#### Prompt
The full listing below is to be written out exactly.
···
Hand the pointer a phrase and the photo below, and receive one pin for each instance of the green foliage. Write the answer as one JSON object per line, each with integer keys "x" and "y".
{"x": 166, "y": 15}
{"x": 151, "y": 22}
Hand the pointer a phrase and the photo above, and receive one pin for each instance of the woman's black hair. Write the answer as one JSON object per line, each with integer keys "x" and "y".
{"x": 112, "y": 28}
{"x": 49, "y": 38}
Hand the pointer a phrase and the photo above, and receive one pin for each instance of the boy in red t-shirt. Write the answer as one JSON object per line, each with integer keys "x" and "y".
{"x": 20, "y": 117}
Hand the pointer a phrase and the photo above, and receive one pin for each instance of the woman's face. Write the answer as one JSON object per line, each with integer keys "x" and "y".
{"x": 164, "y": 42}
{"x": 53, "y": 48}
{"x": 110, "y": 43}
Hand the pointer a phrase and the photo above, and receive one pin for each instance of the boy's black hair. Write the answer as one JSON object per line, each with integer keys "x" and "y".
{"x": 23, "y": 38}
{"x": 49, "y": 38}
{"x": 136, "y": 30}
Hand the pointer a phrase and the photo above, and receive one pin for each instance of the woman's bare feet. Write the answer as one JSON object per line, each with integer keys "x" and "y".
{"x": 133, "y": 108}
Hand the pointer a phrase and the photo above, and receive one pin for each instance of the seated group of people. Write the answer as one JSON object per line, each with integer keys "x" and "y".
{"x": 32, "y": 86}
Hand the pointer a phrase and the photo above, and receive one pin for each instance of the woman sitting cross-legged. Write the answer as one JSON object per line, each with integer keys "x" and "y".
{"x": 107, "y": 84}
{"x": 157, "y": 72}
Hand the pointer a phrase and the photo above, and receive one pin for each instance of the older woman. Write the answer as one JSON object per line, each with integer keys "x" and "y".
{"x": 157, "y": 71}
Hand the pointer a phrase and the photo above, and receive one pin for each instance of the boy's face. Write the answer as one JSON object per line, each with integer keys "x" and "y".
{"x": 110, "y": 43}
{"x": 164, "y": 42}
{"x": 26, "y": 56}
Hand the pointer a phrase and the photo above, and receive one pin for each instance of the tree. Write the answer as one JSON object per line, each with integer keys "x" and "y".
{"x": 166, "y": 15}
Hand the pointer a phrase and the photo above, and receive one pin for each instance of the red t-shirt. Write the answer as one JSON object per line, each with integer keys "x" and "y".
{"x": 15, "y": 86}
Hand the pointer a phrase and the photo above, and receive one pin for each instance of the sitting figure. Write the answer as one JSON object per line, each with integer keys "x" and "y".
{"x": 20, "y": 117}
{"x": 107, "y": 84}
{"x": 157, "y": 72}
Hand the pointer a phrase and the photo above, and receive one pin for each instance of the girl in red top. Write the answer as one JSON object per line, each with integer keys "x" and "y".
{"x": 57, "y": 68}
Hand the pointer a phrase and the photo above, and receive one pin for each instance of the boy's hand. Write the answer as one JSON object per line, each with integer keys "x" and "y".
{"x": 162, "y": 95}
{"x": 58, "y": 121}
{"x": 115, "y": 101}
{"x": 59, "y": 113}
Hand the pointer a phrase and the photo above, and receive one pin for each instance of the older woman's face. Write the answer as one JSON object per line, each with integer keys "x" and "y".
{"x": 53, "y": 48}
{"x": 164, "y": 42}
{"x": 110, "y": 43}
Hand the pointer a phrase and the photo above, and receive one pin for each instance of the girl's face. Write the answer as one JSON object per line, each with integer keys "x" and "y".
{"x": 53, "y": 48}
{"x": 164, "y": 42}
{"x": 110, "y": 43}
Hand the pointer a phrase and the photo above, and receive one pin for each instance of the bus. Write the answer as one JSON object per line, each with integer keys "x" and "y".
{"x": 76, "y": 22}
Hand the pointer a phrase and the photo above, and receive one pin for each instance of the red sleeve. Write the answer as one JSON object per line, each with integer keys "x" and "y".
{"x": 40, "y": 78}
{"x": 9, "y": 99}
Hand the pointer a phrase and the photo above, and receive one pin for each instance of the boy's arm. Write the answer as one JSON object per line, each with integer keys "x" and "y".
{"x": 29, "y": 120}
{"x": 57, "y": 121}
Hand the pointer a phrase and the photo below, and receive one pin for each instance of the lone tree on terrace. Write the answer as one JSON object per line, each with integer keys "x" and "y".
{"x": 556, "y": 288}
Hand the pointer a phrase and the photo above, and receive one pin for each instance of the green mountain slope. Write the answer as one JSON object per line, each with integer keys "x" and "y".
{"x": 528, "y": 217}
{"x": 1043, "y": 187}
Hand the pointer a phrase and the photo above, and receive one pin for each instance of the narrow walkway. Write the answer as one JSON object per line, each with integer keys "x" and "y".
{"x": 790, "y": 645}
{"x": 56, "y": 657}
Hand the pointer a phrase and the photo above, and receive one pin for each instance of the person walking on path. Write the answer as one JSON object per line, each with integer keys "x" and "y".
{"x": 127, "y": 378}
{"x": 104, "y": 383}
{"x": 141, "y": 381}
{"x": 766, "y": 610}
···
#### Response to this exercise
Hand the pointer a phrase and the photo below, and receive one pin for each instance of the green foliage. Write the answer as one JSON object per line, each with integer keys "x" and "y".
{"x": 166, "y": 15}
{"x": 151, "y": 22}
Hand the pointer a phrase and the photo above, and receive one pin for each instance of the woman's black hair. Write the answer as one JSON object per line, each with integer keys "x" and "y".
{"x": 112, "y": 28}
{"x": 49, "y": 38}
Hand the pointer a phrase and the photo above, and receive one pin for each instance of the boy in red t-shirt. Write the answer as one JSON object per line, each with integer keys "x" and "y".
{"x": 20, "y": 117}
Hand the pointer a phrase and the photo above, and receive one pin for each instance of the woman's face. Write the answer as one JSON object per line, each with integer keys "x" and "y".
{"x": 164, "y": 42}
{"x": 53, "y": 48}
{"x": 110, "y": 43}
Hand the pointer a phrase and the photo above, and receive one pin for each instance of the boy's black hair. Write the answer as one JSON object per line, each with integer keys "x" and "y".
{"x": 23, "y": 38}
{"x": 49, "y": 38}
{"x": 136, "y": 30}
Hand the pointer a phrase and the photo above, and receive one pin for each instance of the woman's bare feet. Write the answer as one JSON object per line, each with integer keys "x" and "y".
{"x": 133, "y": 108}
Hand the pointer a phrase and the photo above, and receive one pin for each instance of the seated group of people. Write the answer as one JSON object per line, each with integer keys "x" and "y".
{"x": 32, "y": 86}
Hand the pointer a phrase and the photo above, and receive one pin for each instance of the woman sitting cross-legged. Write the answer as one JSON object per line, each with integer keys "x" and "y".
{"x": 107, "y": 84}
{"x": 157, "y": 72}
Hand the pointer a phrase and the photo above, and receive one pin for each instance of the older woman. Write the answer as one JSON object per line, each with integer keys "x" and "y".
{"x": 157, "y": 71}
Hand the pointer a phrase and the photo above, and receive one pin for each instance of the boy's face. Write the answer as one JSON object per line, each with integer keys "x" and "y".
{"x": 110, "y": 43}
{"x": 164, "y": 42}
{"x": 26, "y": 56}
Hand the pointer a phrase and the photo above, and receive one pin for each instance of the tree. Write the answer as one JSON object per line, each with integer keys "x" and "y".
{"x": 166, "y": 15}
Hand the pointer a phrase and the photo above, and receive one pin for each instance of the red t-shirt. Write the answer as one JSON object per line, each with integer keys "x" and "y".
{"x": 15, "y": 86}
Hand the pointer a phrase and the photo above, and receive one pin for each instance of the sitting figure. Write the answer as one JSON object per line, each with integer keys "x" and "y".
{"x": 20, "y": 117}
{"x": 107, "y": 84}
{"x": 157, "y": 72}
Hand the pointer a phrase and the photo above, and receive one pin for each instance of the girl in red top. Write the answer as one JSON object per line, each with integer keys "x" and "y".
{"x": 57, "y": 68}
Hand the pointer a phrase and the photo above, and receive one pin for each instance of the boy's hand. Write the answer as one JSON object per line, each with integer keys "x" and "y".
{"x": 162, "y": 95}
{"x": 58, "y": 121}
{"x": 115, "y": 101}
{"x": 59, "y": 113}
Hand the pointer a phrase and the photo above, and receive one pin for each instance of the older woman's face. Write the answer as one JSON object per line, each with integer keys "x" and "y".
{"x": 53, "y": 48}
{"x": 164, "y": 42}
{"x": 110, "y": 43}
Hand the pointer a phrase and the photo above, and receive one pin for each instance of the girl's face. Write the answer as one JSON object per line, each with integer keys "x" and "y".
{"x": 53, "y": 48}
{"x": 164, "y": 42}
{"x": 110, "y": 43}
Hand the pointer a phrase and the photo above, and receive one pin for each instance of the bus. Write the answer as one JSON object per line, each with integer keys "x" and "y".
{"x": 76, "y": 22}
Hand the pointer a phrase and the photo above, and receive one pin for each instance of the red sleeve. Write the answer as one JSON object per line, each with integer keys "x" and "y".
{"x": 40, "y": 78}
{"x": 9, "y": 99}
Hand the pointer a phrase and the photo above, and receive one pin for each instance of the boy's arm. Write the answer as one JSON object per line, each with integer keys "x" and "y".
{"x": 29, "y": 120}
{"x": 57, "y": 121}
Hand the pointer a phrase and the photo below, and receive one pin for each instance of the lone tree on terrace. Write the answer as one JSON object per line, each with integer keys "x" and "y".
{"x": 556, "y": 288}
Hand the pointer a phrase and the photo above, and receive one pin for each instance of the green mountain slope. Write the answer as one JSON object per line, each with integer keys "x" and "y".
{"x": 528, "y": 217}
{"x": 1043, "y": 187}
Hand the pointer a phrase and the photo above, and receive one pin for each instance of the narrow walkway. Write the answer as one JSON object per line, each with integer keys "x" and "y".
{"x": 790, "y": 645}
{"x": 56, "y": 657}
Hand the pointer a phrase and the photo above, and receive one pin for each instance of the person walking on path. Write the answer as one JSON object per line, each with integer keys "x" and "y".
{"x": 127, "y": 378}
{"x": 104, "y": 383}
{"x": 141, "y": 381}
{"x": 766, "y": 610}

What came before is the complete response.